- EXERCISE INSTRUCTIONS
Work out how many lines below hold the string "query" and state only that figure.

======== DATA FOR ANALYSIS

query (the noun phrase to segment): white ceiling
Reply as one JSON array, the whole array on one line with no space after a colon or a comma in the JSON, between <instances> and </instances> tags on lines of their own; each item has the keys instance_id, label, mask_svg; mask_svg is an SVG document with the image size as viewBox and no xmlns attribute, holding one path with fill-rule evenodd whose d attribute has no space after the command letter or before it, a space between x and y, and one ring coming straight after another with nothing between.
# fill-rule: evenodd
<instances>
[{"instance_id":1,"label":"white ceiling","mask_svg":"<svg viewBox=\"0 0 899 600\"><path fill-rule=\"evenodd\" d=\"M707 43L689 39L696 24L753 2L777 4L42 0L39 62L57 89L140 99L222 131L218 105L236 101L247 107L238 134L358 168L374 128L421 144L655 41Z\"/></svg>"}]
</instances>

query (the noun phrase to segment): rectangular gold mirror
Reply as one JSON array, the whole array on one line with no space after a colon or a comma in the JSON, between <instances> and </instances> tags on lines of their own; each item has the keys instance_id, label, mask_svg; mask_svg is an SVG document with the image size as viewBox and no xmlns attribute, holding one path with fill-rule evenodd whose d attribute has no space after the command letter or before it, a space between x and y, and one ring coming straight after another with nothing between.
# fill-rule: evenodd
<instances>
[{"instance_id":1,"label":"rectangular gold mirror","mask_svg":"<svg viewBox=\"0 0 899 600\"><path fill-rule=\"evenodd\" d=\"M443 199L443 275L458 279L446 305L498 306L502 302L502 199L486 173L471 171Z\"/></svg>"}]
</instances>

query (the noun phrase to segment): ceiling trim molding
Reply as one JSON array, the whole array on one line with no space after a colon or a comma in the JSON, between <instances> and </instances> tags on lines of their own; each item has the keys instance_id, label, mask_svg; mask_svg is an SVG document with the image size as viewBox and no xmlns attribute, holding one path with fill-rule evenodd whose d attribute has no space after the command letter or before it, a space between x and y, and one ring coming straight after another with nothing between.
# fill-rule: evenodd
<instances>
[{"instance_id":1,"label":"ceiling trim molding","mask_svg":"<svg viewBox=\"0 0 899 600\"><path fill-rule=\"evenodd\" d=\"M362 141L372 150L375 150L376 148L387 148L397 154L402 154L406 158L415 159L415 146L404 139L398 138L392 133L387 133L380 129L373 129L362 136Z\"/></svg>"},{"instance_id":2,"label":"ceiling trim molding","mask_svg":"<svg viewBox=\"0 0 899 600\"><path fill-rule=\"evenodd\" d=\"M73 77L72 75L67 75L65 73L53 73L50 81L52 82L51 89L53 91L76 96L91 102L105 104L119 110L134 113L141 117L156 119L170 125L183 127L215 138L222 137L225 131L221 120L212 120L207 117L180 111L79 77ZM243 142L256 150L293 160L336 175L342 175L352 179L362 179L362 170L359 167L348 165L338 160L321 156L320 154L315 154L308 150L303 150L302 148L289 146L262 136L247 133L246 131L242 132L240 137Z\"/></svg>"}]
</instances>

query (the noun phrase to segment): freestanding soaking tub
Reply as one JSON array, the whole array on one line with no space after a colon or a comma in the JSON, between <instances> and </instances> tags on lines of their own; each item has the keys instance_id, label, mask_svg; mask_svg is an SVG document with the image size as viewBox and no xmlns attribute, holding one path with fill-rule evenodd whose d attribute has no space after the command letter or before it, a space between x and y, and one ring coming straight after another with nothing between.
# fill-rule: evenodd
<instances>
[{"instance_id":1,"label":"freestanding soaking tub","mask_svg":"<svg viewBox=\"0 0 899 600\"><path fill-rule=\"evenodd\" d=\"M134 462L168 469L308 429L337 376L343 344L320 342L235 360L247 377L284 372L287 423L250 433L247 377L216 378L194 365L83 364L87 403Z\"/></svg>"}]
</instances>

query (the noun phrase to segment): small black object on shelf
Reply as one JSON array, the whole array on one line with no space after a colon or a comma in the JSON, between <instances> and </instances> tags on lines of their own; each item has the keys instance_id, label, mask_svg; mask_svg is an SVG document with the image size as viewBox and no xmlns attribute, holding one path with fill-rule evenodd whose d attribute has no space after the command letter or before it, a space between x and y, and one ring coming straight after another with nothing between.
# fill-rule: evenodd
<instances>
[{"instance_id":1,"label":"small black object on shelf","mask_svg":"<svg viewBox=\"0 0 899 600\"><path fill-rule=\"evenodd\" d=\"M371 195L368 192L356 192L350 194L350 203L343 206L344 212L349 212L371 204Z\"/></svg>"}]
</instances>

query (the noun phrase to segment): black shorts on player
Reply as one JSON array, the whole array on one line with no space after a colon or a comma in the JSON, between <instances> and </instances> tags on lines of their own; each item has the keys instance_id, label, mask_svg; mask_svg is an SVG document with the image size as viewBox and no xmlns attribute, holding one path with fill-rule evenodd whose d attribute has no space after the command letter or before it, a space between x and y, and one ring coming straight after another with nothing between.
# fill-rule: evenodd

================

- WRITTEN RESPONSE
6